##### TEXT EXTRACT
Sadly, yes, you've described him perfectly. Can you even imagine how hard it is to sit through a movie with him?


----------



## caragua (Aug 22, 2009)

no.
nor my classmates.
Just some very good friends know that I always got lots of ""Dogs"" in my cell phone, but there were actually some wolves, too xD
And I also tried to draw some myself and asking for help to a girl that actually don't know much about furry. But she helped me, anyway(another classmate: wow~! woow~! who draw them!?)
An she also asked me why not cats but dogs, an why not human?.... I just told her that human beings are not that easy to draw compared to dogs(still learning.. I got the heads... body's still a big problem for me.)
So, they just know that I got some "animals" but not all of the truth xD
By the way, why does it matter?


----------



## NJ_Coyote (Aug 22, 2009)

Nope. They don't even know what a furry is. They thought it was some kind of animal that runs around in the woods. XD! Anyway, maybe when I get into it more I might consider telling them.


----------



## Aden (Aug 22, 2009)

BlackCatOrian said:


> one of my brothers knows and he used to make fun of me for it but he hasn't mentioned anything since he cheated on his wife got a divorce and started doing nudist karaoke.



Best sentence of the thread.


----------



## Ieatcrackersandjumpcliffs (Aug 22, 2009)

Vatz said:


> EXACTLY!!
> I tried to explain that to my dad this morning but that just made it worse. Now he thinks that I'm going to ruin my social life.


 
Did you bring up yiff by any chance?


----------



## Vatz (Aug 22, 2009)

Ieatcrackersandjumpcliffs said:


> Did you bring up yiff by any chance?


 

Actually, he did. He asked me why I was sexually aroused by furry art.
I just stared at him.

Seriously, the stuff I have favorited on my Fur Affinity page is romantic art, not pr0n, and it never actually shows anything, ahem, naughty. It may suggest that something is going on (obvious especially in the first two), but it never _shows_.


----------



## Ieatcrackersandjumpcliffs (Aug 22, 2009)

Vatz said:


> Actually, he did. He asked me why I was sexually aroused by furry art.
> I just stared at him.


 
Well are you?


----------



## Vatz (Aug 22, 2009)

Ieatcrackersandjumpcliffs said:


> Well are you?


 

Uh... ...maybe?

Does it really matter?


----------



## Ieatcrackersandjumpcliffs (Aug 22, 2009)

Vatz said:


> Uh... ...maybe?
> 
> Does it really matter?


 
That would mean your dad was right and he had a legit reason to question you on it. No father wants his kid to be turned on anthro. I sure as hell don't. It's a strange kink. BDSM is more respected than any yiff art. 

You got to empathize with your father on this. All he sees is you being attracted to animals parts, ears, snout, tail, ect. He's also probably seeing this as a watered down version of zoophilia. So, you know, he's going to be concerned about his son. He loves you, I give him that. 

Btw, why did you bring up to him that you were a furry?


----------



## Runefox (Aug 22, 2009)

> No father wants his kid to be turned on my anthro. I sure as hell don't. It's a strange kink. BDSM is more respected than any yiff art.


Hilarious typo aside, furry's not a kink - The fact that BDSM exists within the furry community suggests this, as well as those who don't do yiff and etc. I always liken it to anime - The parallels are amazingly similar.
##########
:: WHAT NEEDS TO BE DONE ::
Repeat the part of the forum thread that starts at the words "## caragua (Aug" and stops after "who draw them!?)".
##### EXTRACTED RECORDS
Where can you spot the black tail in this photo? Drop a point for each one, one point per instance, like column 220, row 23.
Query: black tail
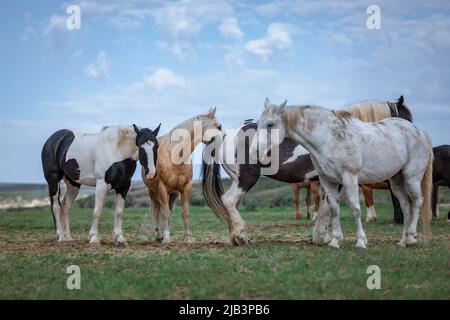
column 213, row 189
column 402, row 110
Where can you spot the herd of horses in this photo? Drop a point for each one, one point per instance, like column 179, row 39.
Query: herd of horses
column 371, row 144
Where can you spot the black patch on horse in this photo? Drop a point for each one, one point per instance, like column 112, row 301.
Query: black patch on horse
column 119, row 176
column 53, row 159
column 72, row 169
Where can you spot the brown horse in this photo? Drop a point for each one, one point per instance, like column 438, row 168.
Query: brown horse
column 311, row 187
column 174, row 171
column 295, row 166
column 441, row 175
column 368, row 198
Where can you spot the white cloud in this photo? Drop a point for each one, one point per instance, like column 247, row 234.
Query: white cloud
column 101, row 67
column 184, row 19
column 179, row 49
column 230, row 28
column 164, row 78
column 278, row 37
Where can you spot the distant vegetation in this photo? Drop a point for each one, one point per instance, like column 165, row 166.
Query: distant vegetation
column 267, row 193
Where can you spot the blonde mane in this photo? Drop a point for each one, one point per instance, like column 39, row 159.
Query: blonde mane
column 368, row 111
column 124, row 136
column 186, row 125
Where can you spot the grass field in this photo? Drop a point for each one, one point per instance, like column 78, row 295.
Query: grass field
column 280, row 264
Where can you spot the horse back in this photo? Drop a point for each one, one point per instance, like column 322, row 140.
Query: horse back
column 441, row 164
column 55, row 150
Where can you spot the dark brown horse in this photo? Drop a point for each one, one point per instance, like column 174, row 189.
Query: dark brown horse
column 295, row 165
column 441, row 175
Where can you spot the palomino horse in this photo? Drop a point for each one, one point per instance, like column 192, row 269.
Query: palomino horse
##########
:: WRITTEN SOLUTION ::
## caragua (Aug 22, 2009)

no.
nor my classmates.
Just some very good friends know that I always got lots of ""Dogs"" in my cell phone, but there were actually some wolves, too xD
And I also tried to draw some myself and asking for help to a girl that actually don't know much about furry. But she helped me, anyway(another classmate: wow~! woow~! who draw them!?)